#### SUPPLIED ENTRIES

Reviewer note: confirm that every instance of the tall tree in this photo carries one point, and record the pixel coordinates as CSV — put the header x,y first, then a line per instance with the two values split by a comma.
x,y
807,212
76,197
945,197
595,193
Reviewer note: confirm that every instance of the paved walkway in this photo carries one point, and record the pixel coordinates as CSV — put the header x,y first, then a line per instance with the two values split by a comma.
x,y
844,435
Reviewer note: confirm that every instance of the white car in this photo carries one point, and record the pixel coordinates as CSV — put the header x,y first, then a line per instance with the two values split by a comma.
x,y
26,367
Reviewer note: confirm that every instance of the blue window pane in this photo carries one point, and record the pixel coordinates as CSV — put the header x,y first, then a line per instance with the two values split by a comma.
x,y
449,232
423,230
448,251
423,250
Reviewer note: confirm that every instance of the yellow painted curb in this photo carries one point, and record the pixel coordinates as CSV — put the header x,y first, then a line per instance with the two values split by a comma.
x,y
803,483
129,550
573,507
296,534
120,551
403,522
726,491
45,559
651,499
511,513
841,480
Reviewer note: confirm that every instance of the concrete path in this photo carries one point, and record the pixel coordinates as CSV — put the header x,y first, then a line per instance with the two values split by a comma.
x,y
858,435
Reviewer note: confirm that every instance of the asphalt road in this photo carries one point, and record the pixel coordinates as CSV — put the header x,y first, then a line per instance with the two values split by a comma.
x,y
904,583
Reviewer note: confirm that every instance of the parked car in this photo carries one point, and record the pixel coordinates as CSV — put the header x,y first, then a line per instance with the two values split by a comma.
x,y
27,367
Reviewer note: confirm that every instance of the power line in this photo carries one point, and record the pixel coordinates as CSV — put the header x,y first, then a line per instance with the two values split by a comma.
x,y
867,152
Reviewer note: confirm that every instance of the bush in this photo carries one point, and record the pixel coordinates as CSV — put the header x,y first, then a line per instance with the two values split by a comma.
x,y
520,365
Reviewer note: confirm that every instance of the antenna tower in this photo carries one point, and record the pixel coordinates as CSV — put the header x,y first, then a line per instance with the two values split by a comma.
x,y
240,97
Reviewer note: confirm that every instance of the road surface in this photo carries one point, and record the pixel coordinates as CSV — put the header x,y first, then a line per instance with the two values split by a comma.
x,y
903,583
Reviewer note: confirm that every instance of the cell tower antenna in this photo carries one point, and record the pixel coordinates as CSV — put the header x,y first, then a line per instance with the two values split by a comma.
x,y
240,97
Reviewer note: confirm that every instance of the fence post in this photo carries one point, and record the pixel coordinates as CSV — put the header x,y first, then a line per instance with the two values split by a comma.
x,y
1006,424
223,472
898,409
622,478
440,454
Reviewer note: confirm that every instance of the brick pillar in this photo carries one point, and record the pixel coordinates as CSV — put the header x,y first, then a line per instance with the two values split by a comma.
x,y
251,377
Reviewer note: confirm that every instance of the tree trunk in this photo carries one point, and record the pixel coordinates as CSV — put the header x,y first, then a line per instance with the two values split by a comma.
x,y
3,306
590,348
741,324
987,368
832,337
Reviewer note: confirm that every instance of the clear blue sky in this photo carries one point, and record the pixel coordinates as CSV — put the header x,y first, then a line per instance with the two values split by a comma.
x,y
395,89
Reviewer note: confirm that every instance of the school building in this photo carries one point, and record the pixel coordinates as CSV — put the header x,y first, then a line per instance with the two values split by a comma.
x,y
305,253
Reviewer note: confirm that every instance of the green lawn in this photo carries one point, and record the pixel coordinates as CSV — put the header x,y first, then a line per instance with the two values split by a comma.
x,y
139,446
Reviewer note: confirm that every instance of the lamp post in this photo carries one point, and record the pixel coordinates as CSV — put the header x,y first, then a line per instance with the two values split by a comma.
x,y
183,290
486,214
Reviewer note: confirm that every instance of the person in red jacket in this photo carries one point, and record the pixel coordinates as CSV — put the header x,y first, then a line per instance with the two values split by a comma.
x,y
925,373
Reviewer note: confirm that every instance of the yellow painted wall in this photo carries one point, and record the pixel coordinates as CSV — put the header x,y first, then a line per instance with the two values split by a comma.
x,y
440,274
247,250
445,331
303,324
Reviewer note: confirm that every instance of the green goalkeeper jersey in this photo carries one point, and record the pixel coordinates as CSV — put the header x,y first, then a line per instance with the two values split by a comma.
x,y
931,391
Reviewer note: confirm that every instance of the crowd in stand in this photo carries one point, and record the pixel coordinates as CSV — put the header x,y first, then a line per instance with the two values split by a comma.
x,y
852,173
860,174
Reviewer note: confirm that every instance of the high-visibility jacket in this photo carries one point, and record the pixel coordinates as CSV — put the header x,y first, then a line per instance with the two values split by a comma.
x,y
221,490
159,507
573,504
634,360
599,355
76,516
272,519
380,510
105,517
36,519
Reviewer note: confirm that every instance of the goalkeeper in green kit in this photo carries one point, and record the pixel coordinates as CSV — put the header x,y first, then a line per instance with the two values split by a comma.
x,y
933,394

#### TASK STATEMENT
Copy the data exactly as it was presented.

#### REPLY TO THE TASK
Reviewer note: confirm that every instance of the tall tree in this photo carries one point, and record the pixel coordinates as CSV — put the header x,y first, then a line per instance with the two values split by a comma.
x,y
807,212
76,197
945,197
595,193
Reviewer note: confirm that every instance of the paved walkway in this photo carries one point, and record the pixel coordinates as CSV — put the header x,y first, then a line per instance with the two values split by a comma.
x,y
844,435
Reviewer note: confirm that every instance of the white car in this photo carries one point, and record the pixel coordinates as CSV — put the header x,y first, then a line per instance with the two values split by a comma.
x,y
26,367
Reviewer note: confirm that every instance of the blue window pane in this photo carries one point, and record the pixel coordinates as CSV — put the header x,y first, then a line per instance with the two values split by a comma.
x,y
449,232
423,230
448,251
423,250
Reviewer note: confirm that every instance of the yellow painted curb in this photo carries one point, and record the pixel coordinates as CSV — put the header x,y first, then a line per instance with the two values split by a comma.
x,y
803,483
129,550
573,507
296,534
120,551
403,522
726,491
45,559
651,499
511,513
841,480
Reviewer note: confirm that every instance of the concrete path in this photo carries one point, and record the pixel coordinates as CSV — put the header x,y first, then a line per instance with the two values split by a comma.
x,y
858,435
Reviewer note: confirm that every instance of the asphalt road in this photo carries one point, and record the pixel coordinates as CSV — put the header x,y first, then a line per instance with the two values split by a comma.
x,y
904,583
Reviewer note: confirm that every instance of the parked car in this photo carries one point, and record the pixel coordinates as CSV — put the header x,y first, then a line per instance with the two values split by a comma.
x,y
27,367
Reviewer note: confirm that every instance of the power line in this photo carries one point, and record the pixel coordinates as CSV — put the header x,y first, then a line per instance with the two values split by a comma.
x,y
867,152
Reviewer note: confirm that every instance of the bush in this photo carries one point, and record the pixel coordinates as CSV — put the header x,y first, then a line per instance with the two values split by a comma.
x,y
520,365
Reviewer note: confirm that every instance of the antenna tower in this photo carries one point, and record the pixel coordinates as CSV — put the header x,y first, then a line per instance with the two values split by a comma.
x,y
240,97
Reviewer note: confirm that every instance of the road surface in this photo carries one point, and record the pixel coordinates as CSV — put the header x,y first, then a line per instance with the two values split by a comma.
x,y
903,583
Reviewer note: confirm that every instance of the cell tower antenna in this photo carries one point, and record the pixel coordinates as CSV — put the header x,y first, then a line per instance with the two values split by a comma.
x,y
240,97
Reviewer note: confirm that every instance of the fence post in this photo carries one point, and record the pixel coordinates as CSV — put the header x,y first, then a line per instance with the two values split by a comma.
x,y
1006,424
223,472
898,409
622,478
440,454
Reviewer note: confirm that every instance of the brick pillar in this photo carries one point, and record the pixel coordinates as CSV — put the header x,y first, then a line per instance with the two values split by a comma.
x,y
251,377
Reviewer note: confirm that every instance of the tree trunk in this photo carries one point, and record the pixel coordinates as CSV — put the header x,y first, then a line per instance with the two values split by a comma.
x,y
3,306
590,348
741,324
987,368
832,337
Reviewer note: confirm that every instance of the clear blue sky in this photo carries one point, and record the pixel coordinates as CSV — put the header x,y first, then a line per instance with the two values split by a comma.
x,y
395,89
Reviewer note: confirm that every instance of the school building in this photo carries one point, and record the pixel coordinates as CSV — put the header x,y first, then a line per instance with the two values split by a comma.
x,y
305,253
Reviewer note: confirm that every instance of the green lawn in this photo carries one point, and record the pixel coordinates as CSV — put the header x,y first, then a line per instance with the two values split by a comma.
x,y
139,446
Reviewer note: confirm that every instance of the lamp post in this photo carries one point, and record the pixel coordinates as CSV — put the header x,y first, then a line per instance with the two values split by a comma.
x,y
183,290
486,214
Reviewer note: confirm that every instance of the person in red jacket in this photo carries one point, and record the pixel coordinates as CSV — put the header x,y first, then a line per instance with the two values split by a comma.
x,y
925,373
Reviewer note: confirm that every instance of the yellow painted wall in this photo carries one point, and record the pixel coordinates as CSV — put the header x,y first, then a line per instance with the two values split by a comma.
x,y
440,274
247,250
445,331
303,324
Reviewer note: confirm that every instance of the green goalkeeper jersey in this photo carries one point, and record the pixel coordinates as CSV — put the header x,y first, then a line per instance with the two values split by a comma.
x,y
931,391
Reviewer note: confirm that every instance of the crowd in stand in this photo carries one point, and record the pixel coordinates as CSV — put the header x,y first, then a line per instance with the two values split by a comma.
x,y
852,173
860,174
Reviewer note: confirm that every instance of the high-visibility jacket in this photo carries one point, and record the pixel coordinates as CSV — put the header x,y first, then a line per instance with the two values split by a comma.
x,y
221,490
159,507
573,504
634,360
599,355
76,516
272,519
380,510
105,517
36,519
Reviewer note: confirm that every instance of the goalkeeper in green kit in this photo carries one point, and record the pixel coordinates as CSV — put the header x,y first, then a line per instance with the two values split by a comma.
x,y
933,394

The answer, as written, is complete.